## Goals
1 - According to the account of the cigar networking event, what was the cigar that got knocked to the floor worth?
2 - Carry on with the first-person account of the cigar networking event, starting right after its last sentence.

## Extracted text
That was bad enough… the second time he demanded my torch, he wanted to light a cigar for a lady he was with. I decided instead to light it directly for her. I put my cigar down on the table, stood up, and lit her cigar for her. While I was doing that, he knocked my cigar to the ground. I do not think he did it intentionally, but I saw that he did it, and pointed it out to him. There was no apology or contrition… he picked it up off the floor and handed it to me and said ‘you can still smoke it.’ I looked at him incredulously… he did not recognize or care that he had just ruined a fifty dollar cigar. I should have asked him what he would have done had it been a hamburger… would he have picked it up off the floor and told me to eat it? Or maybe a drink… would he have collected whatever had spilled back into a glass (off the filthy floor) and told me to drink it? He just did not care that not only was he rude, but that he cost me money… not to mention that he had now interrupted two conversations I had been enjoying.
This interaction put me into a bit of a mood, and someone suggested I tell the event organizers. Why? What might I expect them to do? It was not their fault, and there was nothing I could expect them to do. The organizers (you know who you are!) worked extremely hard to put this incredible event together, and they did an amazing job… and having done it for several years in the IT space, I know how difficult and stressful it can be to not only put together but host and run one of these events… without the added expectation of being some kind of schoolyard cop. (A few minutes later I told the story of what happened to a friend who is a police officer with the LAPD, and told her I walked away because I did not want them to arrest me for my possible reaction. They told me that with the facts as they knew it, any reaction on my part would have been justified and not grounds for arrest. We laughed, and then they put me in handcuffs and threw me down a flight of stairs.)
I have a friend who I originally met at one of these networking events, but we have become friends outside of the events as well. He has one of the finest collections of aged Cuban cigars of anyone I have ever met, and I have the utmost respect for his palette. There is only one person who consistently comes to these events with better cigars than I do, and that is him. He and I are generous with each other; he is the only person there who I would gladly give a Cuban cigar to at every event, not because I expect anything in return (I never do), but because he is someone who will fully appreciate what I am giving him, and will give me his honest opinion of anything I give him. A couple of weeks ago, when someone brought me a bundle of custom rolled cigars from a farm in Cuba, he and I smoked one together and agreed that it was truly lousy, and we put it out and lit something else.

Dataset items
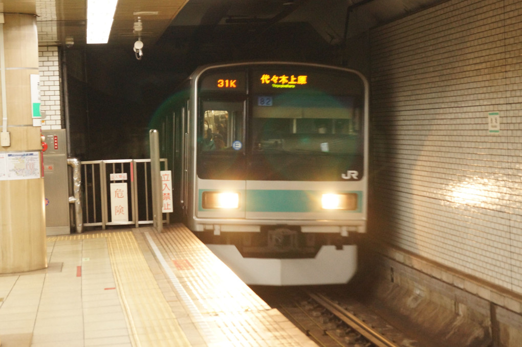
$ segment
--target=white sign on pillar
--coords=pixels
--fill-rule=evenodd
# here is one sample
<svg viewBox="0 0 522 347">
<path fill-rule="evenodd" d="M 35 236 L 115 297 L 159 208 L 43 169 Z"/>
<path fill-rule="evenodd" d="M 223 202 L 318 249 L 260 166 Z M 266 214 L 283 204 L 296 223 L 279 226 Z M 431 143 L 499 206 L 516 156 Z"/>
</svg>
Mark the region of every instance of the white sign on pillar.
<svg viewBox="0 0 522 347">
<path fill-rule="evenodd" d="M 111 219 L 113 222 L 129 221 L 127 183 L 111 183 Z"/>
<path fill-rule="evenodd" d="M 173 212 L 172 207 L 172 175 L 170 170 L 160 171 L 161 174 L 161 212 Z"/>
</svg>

## Exercise answers
1 - Fifty dollars.

2 -
When I told this friend after the event about what had happened, he fully agreed that there were so many people who do not know or who choose not to respect basic etiquette. “Hey buddy, I see you brought your travel humidor with you! Do you have a cigar for me?” He told me he is going to start replying “Sure… as long as you have a way to help pay my mortgage to the value equal to the value of the cigars, I have as many as you want.” We both understand that we have a commodity that many of the attendees of these events do not – that is, a reliable channel for Cuban cigars – but reliable does not mean free… and if we had given one Cuban cigar to each of the people who attended that event, it would have cost (conservatively) over $10,000. If someone is a client or a friend that is one thing… although I know that if I had forgotten to bring cigars to an event I would feel very uncomfortable asking a friend for one. These people are often people who do not do anything for us except provide occasional conversations at these events, and while we enjoy conversations, we do not feel we should have to pay for the pleasure of them.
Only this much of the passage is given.